### Work task
Restate each entry below word for word, without skipping any.

*** Opening Supplied material ***

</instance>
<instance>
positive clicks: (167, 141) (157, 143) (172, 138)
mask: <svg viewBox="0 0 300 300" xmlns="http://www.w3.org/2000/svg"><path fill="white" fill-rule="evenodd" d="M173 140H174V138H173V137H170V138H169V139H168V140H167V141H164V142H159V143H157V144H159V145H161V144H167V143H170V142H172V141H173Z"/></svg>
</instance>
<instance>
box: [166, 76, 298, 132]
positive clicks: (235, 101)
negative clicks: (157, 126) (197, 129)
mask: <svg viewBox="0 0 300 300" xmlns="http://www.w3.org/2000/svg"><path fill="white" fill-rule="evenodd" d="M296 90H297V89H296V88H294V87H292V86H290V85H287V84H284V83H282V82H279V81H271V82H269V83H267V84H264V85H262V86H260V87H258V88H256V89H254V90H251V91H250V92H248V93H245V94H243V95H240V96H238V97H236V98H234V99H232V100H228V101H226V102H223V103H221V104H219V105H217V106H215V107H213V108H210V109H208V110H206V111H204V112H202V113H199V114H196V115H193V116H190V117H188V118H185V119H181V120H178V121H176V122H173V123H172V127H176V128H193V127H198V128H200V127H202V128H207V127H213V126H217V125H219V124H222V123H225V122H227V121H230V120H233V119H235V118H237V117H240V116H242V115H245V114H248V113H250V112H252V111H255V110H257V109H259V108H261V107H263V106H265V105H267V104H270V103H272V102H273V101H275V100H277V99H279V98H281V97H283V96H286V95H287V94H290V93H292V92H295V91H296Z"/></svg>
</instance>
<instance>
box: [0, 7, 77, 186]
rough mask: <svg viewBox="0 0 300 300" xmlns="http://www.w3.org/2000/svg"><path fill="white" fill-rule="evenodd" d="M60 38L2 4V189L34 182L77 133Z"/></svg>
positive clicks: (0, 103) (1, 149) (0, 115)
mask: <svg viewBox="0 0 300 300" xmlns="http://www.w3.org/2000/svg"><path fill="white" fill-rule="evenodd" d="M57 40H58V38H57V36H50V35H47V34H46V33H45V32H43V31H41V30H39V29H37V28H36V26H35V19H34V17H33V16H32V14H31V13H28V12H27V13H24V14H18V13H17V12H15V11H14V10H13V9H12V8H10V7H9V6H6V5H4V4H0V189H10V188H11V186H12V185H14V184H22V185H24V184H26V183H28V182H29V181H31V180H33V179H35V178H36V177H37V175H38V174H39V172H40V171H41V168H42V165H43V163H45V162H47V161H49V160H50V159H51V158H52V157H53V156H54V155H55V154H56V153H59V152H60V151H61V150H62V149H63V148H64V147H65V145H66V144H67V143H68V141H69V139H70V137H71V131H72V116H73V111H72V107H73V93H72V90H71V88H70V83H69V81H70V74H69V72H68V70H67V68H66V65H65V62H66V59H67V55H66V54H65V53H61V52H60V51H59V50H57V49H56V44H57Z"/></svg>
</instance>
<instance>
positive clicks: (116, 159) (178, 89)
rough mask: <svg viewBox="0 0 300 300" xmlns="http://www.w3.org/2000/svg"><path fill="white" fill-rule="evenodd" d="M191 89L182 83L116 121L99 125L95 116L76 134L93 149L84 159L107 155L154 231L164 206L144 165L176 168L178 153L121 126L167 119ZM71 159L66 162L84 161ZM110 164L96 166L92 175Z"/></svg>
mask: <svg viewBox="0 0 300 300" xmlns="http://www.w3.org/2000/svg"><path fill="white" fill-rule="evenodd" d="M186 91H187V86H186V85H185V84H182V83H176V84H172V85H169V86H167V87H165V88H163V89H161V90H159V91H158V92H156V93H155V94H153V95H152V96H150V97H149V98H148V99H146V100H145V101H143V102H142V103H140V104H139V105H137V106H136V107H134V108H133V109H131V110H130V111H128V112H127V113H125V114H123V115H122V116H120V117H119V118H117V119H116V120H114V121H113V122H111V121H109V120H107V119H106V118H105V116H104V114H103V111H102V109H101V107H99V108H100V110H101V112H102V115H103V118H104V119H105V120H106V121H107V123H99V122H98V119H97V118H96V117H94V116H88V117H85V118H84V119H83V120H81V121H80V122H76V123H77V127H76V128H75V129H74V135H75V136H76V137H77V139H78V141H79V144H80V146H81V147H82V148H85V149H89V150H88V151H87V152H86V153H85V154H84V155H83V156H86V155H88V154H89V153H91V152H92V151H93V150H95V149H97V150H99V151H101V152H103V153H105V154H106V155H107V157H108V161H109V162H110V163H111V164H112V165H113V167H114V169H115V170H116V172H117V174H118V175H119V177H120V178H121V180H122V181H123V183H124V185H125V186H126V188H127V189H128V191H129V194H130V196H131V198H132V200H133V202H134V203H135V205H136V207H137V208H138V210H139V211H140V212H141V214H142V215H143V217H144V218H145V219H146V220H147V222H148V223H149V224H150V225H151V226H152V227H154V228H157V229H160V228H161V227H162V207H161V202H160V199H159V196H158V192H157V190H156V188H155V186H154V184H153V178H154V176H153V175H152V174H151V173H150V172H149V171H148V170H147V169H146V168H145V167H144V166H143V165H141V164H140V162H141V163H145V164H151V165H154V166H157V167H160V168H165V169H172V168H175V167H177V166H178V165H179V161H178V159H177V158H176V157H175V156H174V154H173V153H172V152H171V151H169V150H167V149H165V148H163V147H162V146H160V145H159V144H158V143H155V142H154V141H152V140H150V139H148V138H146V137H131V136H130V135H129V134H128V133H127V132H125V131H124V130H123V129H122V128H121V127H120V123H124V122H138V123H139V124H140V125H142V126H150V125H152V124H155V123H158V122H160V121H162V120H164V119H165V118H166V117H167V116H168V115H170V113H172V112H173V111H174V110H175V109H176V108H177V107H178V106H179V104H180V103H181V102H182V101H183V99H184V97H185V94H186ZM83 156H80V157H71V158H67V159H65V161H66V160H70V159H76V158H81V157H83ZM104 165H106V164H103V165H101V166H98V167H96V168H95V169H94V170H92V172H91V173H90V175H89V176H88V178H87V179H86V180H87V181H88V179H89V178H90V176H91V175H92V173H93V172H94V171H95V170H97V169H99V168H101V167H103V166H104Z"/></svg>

*** Closing Supplied material ***

### Task answer
</instance>
<instance>
positive clicks: (167, 141) (157, 143) (172, 138)
mask: <svg viewBox="0 0 300 300" xmlns="http://www.w3.org/2000/svg"><path fill="white" fill-rule="evenodd" d="M173 140H174V138H173V137H170V138H169V139H168V140H167V141H164V142H159V143H157V144H159V145H161V144H167V143H170V142H172V141H173Z"/></svg>
</instance>
<instance>
box: [166, 76, 298, 132]
positive clicks: (235, 101)
negative clicks: (157, 126) (197, 129)
mask: <svg viewBox="0 0 300 300" xmlns="http://www.w3.org/2000/svg"><path fill="white" fill-rule="evenodd" d="M296 90H297V89H296V88H294V87H292V86H290V85H287V84H284V83H282V82H279V81H271V82H269V83H267V84H264V85H262V86H260V87H258V88H256V89H254V90H251V91H250V92H248V93H245V94H243V95H240V96H238V97H236V98H234V99H232V100H228V101H226V102H223V103H221V104H219V105H217V106H215V107H213V108H210V109H208V110H206V111H204V112H202V113H199V114H196V115H193V116H190V117H188V118H185V119H181V120H178V121H176V122H173V123H172V127H176V128H193V127H198V128H200V127H202V128H207V127H213V126H217V125H219V124H222V123H225V122H227V121H230V120H233V119H235V118H237V117H240V116H242V115H245V114H248V113H250V112H252V111H255V110H257V109H259V108H261V107H263V106H265V105H267V104H270V103H272V102H273V101H275V100H277V99H279V98H281V97H283V96H286V95H287V94H290V93H292V92H295V91H296Z"/></svg>
</instance>
<instance>
box: [0, 7, 77, 186]
rough mask: <svg viewBox="0 0 300 300" xmlns="http://www.w3.org/2000/svg"><path fill="white" fill-rule="evenodd" d="M60 38L2 4V189L34 182L77 133Z"/></svg>
positive clicks: (0, 103) (1, 149) (0, 115)
mask: <svg viewBox="0 0 300 300" xmlns="http://www.w3.org/2000/svg"><path fill="white" fill-rule="evenodd" d="M57 40H58V38H57V36H50V35H47V34H46V33H45V32H43V31H41V30H39V29H37V28H36V26H35V19H34V17H33V16H32V14H31V13H28V12H27V13H24V14H18V13H17V12H15V11H14V10H13V9H12V8H10V7H9V6H6V5H4V4H0V189H10V188H11V186H12V185H14V184H22V185H24V184H26V183H28V182H29V181H31V180H33V179H35V178H36V177H37V175H38V174H39V172H40V171H41V168H42V165H43V163H45V162H47V161H49V160H50V159H51V158H52V157H53V156H54V155H55V154H56V153H59V152H60V151H61V150H62V149H63V148H64V147H65V145H66V144H67V143H68V141H69V139H70V137H71V131H72V116H73V111H72V107H73V93H72V90H71V88H70V83H69V81H70V74H69V72H68V70H67V68H66V65H65V62H66V59H67V55H66V54H65V53H61V52H60V51H59V50H57V49H56V44H57Z"/></svg>
</instance>
<instance>
positive clicks: (116, 159) (178, 89)
rough mask: <svg viewBox="0 0 300 300" xmlns="http://www.w3.org/2000/svg"><path fill="white" fill-rule="evenodd" d="M191 89L182 83L116 121L99 125L95 116L76 134L93 149L84 159L107 155L154 231L164 206L144 165L176 168L178 153L121 126L167 119ZM71 159L66 162L84 161ZM110 164L96 166L92 175Z"/></svg>
mask: <svg viewBox="0 0 300 300" xmlns="http://www.w3.org/2000/svg"><path fill="white" fill-rule="evenodd" d="M186 91H187V86H186V85H185V84H182V83H176V84H172V85H169V86H167V87H165V88H163V89H161V90H159V91H158V92H156V93H155V94H153V95H152V96H150V97H149V98H148V99H146V100H145V101H143V102H142V103H140V104H139V105H137V106H136V107H134V108H133V109H131V110H130V111H128V112H127V113H125V114H123V115H122V116H120V117H119V118H117V119H116V120H114V121H113V122H111V121H109V120H107V119H106V118H105V116H104V114H103V111H102V109H101V107H99V108H100V110H101V112H102V115H103V118H104V119H105V120H106V121H107V123H99V122H98V119H97V118H96V117H94V116H88V117H85V118H84V119H83V120H81V121H80V122H76V123H77V127H76V128H75V129H74V135H75V136H76V137H77V139H78V141H79V144H80V146H81V147H82V148H85V149H89V150H88V151H87V152H86V153H85V154H84V155H83V156H86V155H88V154H89V153H91V152H92V151H93V150H95V149H97V150H99V151H101V152H103V153H105V154H106V155H107V157H108V161H109V162H110V163H111V164H112V165H113V167H114V169H115V170H116V172H117V174H118V175H119V177H120V178H121V180H122V181H123V183H124V185H125V186H126V188H127V189H128V191H129V194H130V196H131V198H132V200H133V202H134V203H135V205H136V207H137V208H138V210H139V211H140V212H141V214H142V215H143V217H144V218H145V219H146V220H147V222H148V223H149V224H150V225H151V226H152V227H154V228H157V229H160V228H161V227H162V207H161V202H160V199H159V196H158V192H157V190H156V188H155V186H154V184H153V178H154V176H153V175H152V174H151V173H150V172H149V171H148V170H147V169H146V168H145V167H144V166H143V165H141V164H140V162H141V163H145V164H151V165H154V166H157V167H160V168H165V169H172V168H175V167H177V166H178V165H179V161H178V159H177V158H176V157H175V156H174V154H173V153H172V152H171V151H169V150H167V149H165V148H163V147H162V146H160V145H159V144H158V143H155V142H154V141H152V140H150V139H148V138H146V137H131V136H130V135H129V134H128V133H127V132H125V131H124V130H123V129H122V128H121V127H120V123H124V122H138V123H139V124H140V125H142V126H150V125H152V124H155V123H158V122H160V121H162V120H164V119H165V118H166V117H167V116H168V115H170V113H172V112H173V111H174V110H175V109H176V108H177V107H178V106H179V104H180V103H181V102H182V101H183V99H184V97H185V94H186ZM83 156H80V157H71V158H67V159H65V161H66V160H70V159H76V158H81V157H83ZM104 165H106V164H103V165H101V166H98V167H96V168H95V169H94V170H92V172H91V173H90V175H89V176H88V178H87V179H86V180H87V181H88V179H89V178H90V176H91V175H92V173H93V172H94V171H95V170H97V169H99V168H101V167H103V166H104Z"/></svg>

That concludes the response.